(Data entries)
>>>>

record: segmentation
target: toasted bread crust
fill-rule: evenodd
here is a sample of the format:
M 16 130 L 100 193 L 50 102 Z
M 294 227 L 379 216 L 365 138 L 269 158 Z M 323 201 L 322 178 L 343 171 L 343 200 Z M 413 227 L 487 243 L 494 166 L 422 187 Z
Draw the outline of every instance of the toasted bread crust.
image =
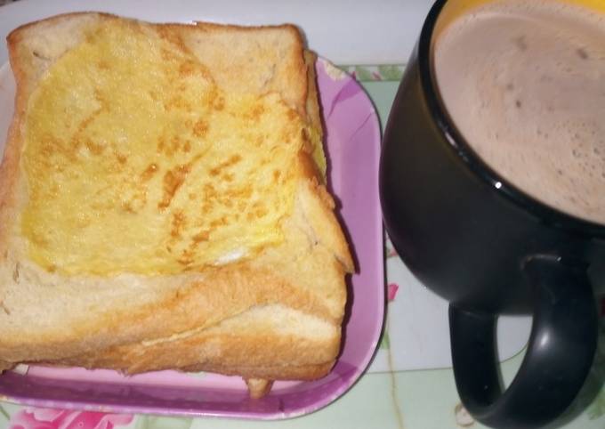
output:
M 18 219 L 27 203 L 20 165 L 29 97 L 53 61 L 80 43 L 87 27 L 110 20 L 122 19 L 69 13 L 20 27 L 7 38 L 17 93 L 0 166 L 0 370 L 19 362 L 44 362 L 131 373 L 198 368 L 270 380 L 324 376 L 338 352 L 344 276 L 353 266 L 332 198 L 317 169 L 305 166 L 313 164 L 311 153 L 301 153 L 295 208 L 283 225 L 285 242 L 253 259 L 175 276 L 102 278 L 62 276 L 28 258 Z M 305 55 L 295 27 L 137 25 L 175 38 L 204 58 L 219 85 L 278 93 L 321 130 L 314 57 Z M 213 43 L 200 47 L 200 37 Z M 233 40 L 240 42 L 238 50 L 222 52 Z M 244 58 L 262 49 L 273 49 L 267 58 L 282 56 L 250 67 L 242 77 Z M 238 314 L 273 304 L 327 323 L 336 334 L 314 338 L 304 332 L 244 332 L 237 324 L 232 331 L 219 328 Z M 187 334 L 191 331 L 196 334 Z M 175 334 L 184 337 L 165 341 Z

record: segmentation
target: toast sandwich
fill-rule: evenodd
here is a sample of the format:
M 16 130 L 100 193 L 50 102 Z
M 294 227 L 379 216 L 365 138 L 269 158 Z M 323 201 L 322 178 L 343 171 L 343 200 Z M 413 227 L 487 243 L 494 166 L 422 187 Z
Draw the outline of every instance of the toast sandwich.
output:
M 85 12 L 7 43 L 0 370 L 327 374 L 353 264 L 296 28 Z

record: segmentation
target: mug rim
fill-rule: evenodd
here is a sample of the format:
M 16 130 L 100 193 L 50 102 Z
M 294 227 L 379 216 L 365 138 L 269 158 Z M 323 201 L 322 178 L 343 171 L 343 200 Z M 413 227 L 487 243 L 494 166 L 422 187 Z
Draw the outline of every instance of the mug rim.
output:
M 463 164 L 482 182 L 493 188 L 493 190 L 520 209 L 528 212 L 549 225 L 563 230 L 570 230 L 590 235 L 605 237 L 605 224 L 583 219 L 556 209 L 537 198 L 529 196 L 511 182 L 502 177 L 471 148 L 454 121 L 448 114 L 448 109 L 440 95 L 433 73 L 432 42 L 435 25 L 443 6 L 448 0 L 436 0 L 431 7 L 418 39 L 417 61 L 419 77 L 423 93 L 426 101 L 429 114 L 441 131 L 448 146 L 454 150 Z

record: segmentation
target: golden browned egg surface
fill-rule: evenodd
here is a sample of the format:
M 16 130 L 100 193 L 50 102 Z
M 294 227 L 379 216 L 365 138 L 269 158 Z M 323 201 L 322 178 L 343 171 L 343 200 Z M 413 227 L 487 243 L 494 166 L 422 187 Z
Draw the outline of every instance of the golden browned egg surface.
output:
M 20 228 L 67 274 L 173 274 L 283 239 L 302 118 L 276 93 L 230 93 L 178 45 L 109 21 L 29 101 Z

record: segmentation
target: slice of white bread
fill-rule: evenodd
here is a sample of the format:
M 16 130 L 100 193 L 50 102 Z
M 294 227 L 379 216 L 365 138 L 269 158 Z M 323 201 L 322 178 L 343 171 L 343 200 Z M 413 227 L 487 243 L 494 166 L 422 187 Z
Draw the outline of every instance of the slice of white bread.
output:
M 311 379 L 327 374 L 340 346 L 346 300 L 344 276 L 352 271 L 352 262 L 334 214 L 333 199 L 323 184 L 325 161 L 314 57 L 304 50 L 298 30 L 288 25 L 149 24 L 90 12 L 31 23 L 15 29 L 7 40 L 17 95 L 0 168 L 0 368 L 20 362 L 108 368 L 128 373 L 182 368 L 270 380 Z M 154 57 L 154 53 L 159 56 Z M 114 58 L 117 59 L 115 62 Z M 153 61 L 145 65 L 144 61 Z M 158 69 L 159 63 L 165 69 Z M 118 72 L 113 69 L 118 67 Z M 131 69 L 134 77 L 127 81 L 132 77 Z M 153 77 L 162 70 L 178 73 L 158 88 Z M 122 90 L 112 93 L 99 86 L 100 82 Z M 132 86 L 125 86 L 125 91 L 124 85 Z M 127 91 L 131 88 L 132 94 Z M 52 137 L 60 140 L 63 134 L 57 130 L 69 134 L 70 121 L 78 117 L 78 109 L 89 107 L 85 90 L 100 100 L 101 117 L 104 108 L 113 117 L 109 116 L 109 122 L 100 122 L 96 134 L 74 132 L 77 137 L 88 140 L 72 135 L 67 142 L 60 142 L 77 145 L 79 151 L 57 149 L 48 135 L 59 134 Z M 153 99 L 149 105 L 158 109 L 151 111 L 155 116 L 148 115 L 145 119 L 143 115 L 141 119 L 137 114 L 143 107 L 138 109 L 138 104 L 130 109 L 115 107 L 146 90 Z M 192 98 L 191 93 L 199 97 Z M 69 103 L 60 104 L 62 110 L 51 101 L 44 104 L 48 100 L 68 100 L 73 109 Z M 160 104 L 154 104 L 158 100 Z M 246 223 L 234 221 L 235 226 L 242 227 L 242 238 L 234 237 L 233 231 L 238 230 L 229 230 L 230 218 L 225 215 L 228 220 L 205 230 L 203 239 L 198 239 L 199 233 L 191 235 L 195 222 L 204 222 L 199 210 L 205 198 L 196 198 L 200 187 L 187 175 L 193 168 L 190 165 L 195 162 L 196 167 L 201 165 L 210 175 L 220 175 L 211 184 L 227 190 L 232 190 L 227 183 L 232 179 L 229 174 L 233 173 L 236 182 L 238 174 L 246 177 L 246 172 L 238 172 L 237 166 L 224 174 L 213 168 L 216 162 L 225 161 L 221 150 L 214 150 L 210 152 L 212 166 L 201 152 L 197 153 L 204 149 L 203 144 L 210 144 L 206 135 L 214 125 L 210 119 L 200 135 L 196 134 L 198 123 L 185 124 L 188 135 L 195 135 L 184 143 L 174 142 L 174 135 L 166 144 L 141 138 L 140 150 L 133 155 L 127 147 L 124 149 L 129 144 L 126 133 L 122 146 L 110 142 L 109 149 L 100 149 L 99 139 L 107 131 L 101 125 L 109 128 L 109 133 L 112 127 L 129 129 L 134 123 L 134 129 L 142 130 L 141 135 L 145 136 L 148 128 L 153 130 L 157 123 L 165 120 L 164 115 L 171 114 L 168 110 L 173 106 L 177 109 L 186 106 L 193 113 L 202 109 L 210 118 L 227 121 L 218 124 L 230 127 L 217 126 L 218 134 L 210 134 L 211 143 L 224 150 L 224 157 L 246 150 L 236 155 L 239 159 L 251 159 L 253 195 L 268 201 L 267 206 L 262 206 L 265 199 L 257 201 L 264 212 L 256 213 L 263 221 L 263 213 L 268 212 L 270 218 L 276 212 L 274 219 L 258 228 L 254 216 Z M 246 109 L 254 111 L 239 111 Z M 133 117 L 121 122 L 128 115 Z M 272 116 L 263 122 L 262 115 Z M 94 123 L 97 117 L 91 117 L 78 126 L 85 128 L 91 121 Z M 250 120 L 240 124 L 241 117 Z M 61 122 L 63 128 L 49 128 L 48 124 L 59 121 Z M 176 126 L 173 122 L 169 125 Z M 277 143 L 261 144 L 259 150 L 270 150 L 266 156 L 255 153 L 245 141 L 246 133 Z M 173 150 L 166 151 L 173 142 Z M 282 146 L 294 148 L 290 150 Z M 124 149 L 124 153 L 117 153 L 116 148 Z M 272 157 L 273 153 L 277 155 Z M 95 165 L 109 165 L 109 170 L 101 174 L 93 170 L 94 174 L 85 168 L 78 170 L 77 166 L 89 166 L 86 157 L 91 154 L 99 156 Z M 191 164 L 183 162 L 191 158 L 195 158 Z M 154 168 L 141 172 L 136 180 L 129 181 L 123 174 L 117 176 L 123 182 L 117 179 L 111 182 L 111 177 L 102 174 L 113 171 L 114 165 L 124 169 L 121 165 L 131 166 L 141 159 Z M 286 162 L 272 164 L 282 161 Z M 277 176 L 287 177 L 276 181 L 275 192 L 256 184 L 264 180 L 263 171 L 269 168 L 274 168 L 271 173 Z M 61 179 L 66 170 L 69 180 Z M 157 180 L 149 179 L 146 174 L 156 170 Z M 198 181 L 206 177 L 198 174 L 194 177 Z M 171 185 L 175 177 L 176 185 Z M 143 179 L 150 184 L 145 185 L 143 194 L 138 194 Z M 109 190 L 95 188 L 103 181 L 109 183 Z M 48 182 L 56 185 L 54 194 L 49 193 Z M 286 190 L 279 188 L 280 183 Z M 119 204 L 109 198 L 113 204 L 99 206 L 93 200 L 96 206 L 91 213 L 94 215 L 86 217 L 90 213 L 82 207 L 93 206 L 90 194 L 77 192 L 86 186 L 117 198 Z M 167 189 L 171 192 L 166 200 Z M 273 194 L 282 199 L 270 199 Z M 126 204 L 124 195 L 133 198 Z M 140 195 L 145 198 L 136 199 Z M 217 198 L 205 195 L 206 199 Z M 247 197 L 236 194 L 221 204 L 235 206 L 232 210 L 237 212 L 239 208 L 234 203 L 247 204 L 249 197 L 249 193 Z M 67 203 L 60 206 L 61 201 Z M 133 201 L 138 205 L 134 208 Z M 180 211 L 170 212 L 177 203 Z M 244 209 L 249 214 L 250 204 L 246 204 Z M 215 206 L 210 210 L 214 214 Z M 128 217 L 139 215 L 142 217 Z M 111 222 L 103 223 L 103 216 Z M 87 220 L 80 225 L 83 218 Z M 192 220 L 182 226 L 184 219 Z M 164 225 L 164 230 L 146 230 L 154 222 Z M 122 223 L 129 227 L 120 230 Z M 90 235 L 93 227 L 97 229 L 93 231 L 96 235 Z M 102 237 L 99 231 L 104 232 Z M 144 247 L 139 243 L 145 244 L 148 239 L 153 243 L 156 235 L 162 234 L 168 237 L 167 250 L 158 247 L 154 253 L 152 247 L 151 259 L 145 259 L 148 254 L 144 252 L 139 255 Z M 86 241 L 83 237 L 93 239 Z M 183 242 L 197 245 L 199 240 L 206 246 L 202 250 L 179 247 Z M 233 247 L 233 243 L 243 244 Z M 223 253 L 216 253 L 217 248 Z M 181 252 L 178 258 L 172 258 L 171 252 L 177 251 Z M 258 380 L 252 385 L 267 386 Z

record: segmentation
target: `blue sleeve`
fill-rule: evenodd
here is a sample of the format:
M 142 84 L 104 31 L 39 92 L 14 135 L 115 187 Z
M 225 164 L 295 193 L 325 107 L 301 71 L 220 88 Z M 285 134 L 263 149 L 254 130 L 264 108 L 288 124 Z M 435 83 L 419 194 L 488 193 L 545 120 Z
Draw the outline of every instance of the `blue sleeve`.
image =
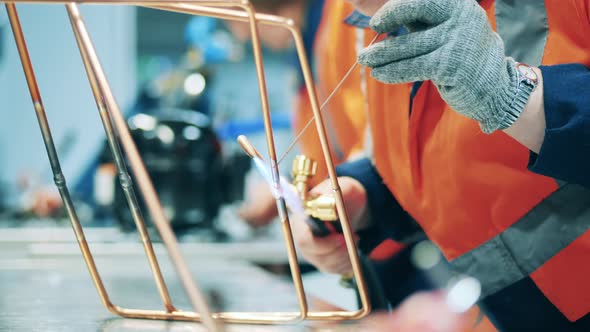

<<<<

Goal: Reproduce the records from their beginning up to and including the line containing "M 85 12 L 7", with the request lines kept, and scale every coordinate in the answers by 2.2, rounding to whole numbers with halves rounded up. Omit the pictures from your reply.

Exercise output:
record: segmentation
target: toasted bread crust
fill-rule: evenodd
here is a sample of the format:
M 16 130 L 100 193 L 50 102 Z
M 294 227 L 379 216 L 365 138 L 269 158 Z M 323 201 L 322 178 L 343 171 L 343 200 Z M 413 227 L 487 243 L 494 166 L 422 187 Z
Draw the outline of every instance of the toasted bread crust.
image =
output:
M 40 482 L 59 447 L 44 363 L 64 213 L 117 134 L 176 95 L 191 59 L 242 44 L 268 42 L 152 29 L 44 59 L 15 84 L 37 205 L 0 365 L 0 814 L 42 796 L 97 796 L 288 821 L 436 810 L 594 836 L 713 827 L 744 774 L 757 607 L 777 585 L 730 436 L 697 372 L 671 365 L 689 361 L 684 337 L 662 337 L 649 458 L 623 495 L 627 532 L 557 570 L 385 607 L 224 612 L 136 607 L 62 568 Z M 671 121 L 649 59 L 301 55 L 385 84 L 449 128 L 482 187 L 612 205 L 706 286 L 691 125 Z M 469 95 L 440 103 L 440 81 Z M 513 88 L 528 92 L 524 110 L 488 114 Z M 537 128 L 576 108 L 601 108 L 587 128 L 620 123 L 550 147 L 532 169 Z M 524 691 L 601 669 L 719 711 L 739 735 L 691 744 L 669 730 L 537 730 L 521 713 L 510 728 L 482 722 Z M 411 735 L 420 728 L 431 735 Z M 385 735 L 405 741 L 363 750 Z

record: segmentation
target: toast sandwich
fill-rule: evenodd
here is a sample of the format:
M 16 130 L 100 193 L 50 102 Z
M 294 227 L 379 216 L 365 138 L 269 158 Z M 323 201 L 322 178 L 343 171 L 343 200 Z M 413 227 L 487 243 L 494 166 L 422 187 Z
Draw the outline of every instance of the toast sandwich.
output:
M 187 26 L 15 95 L 0 814 L 719 823 L 777 581 L 651 62 Z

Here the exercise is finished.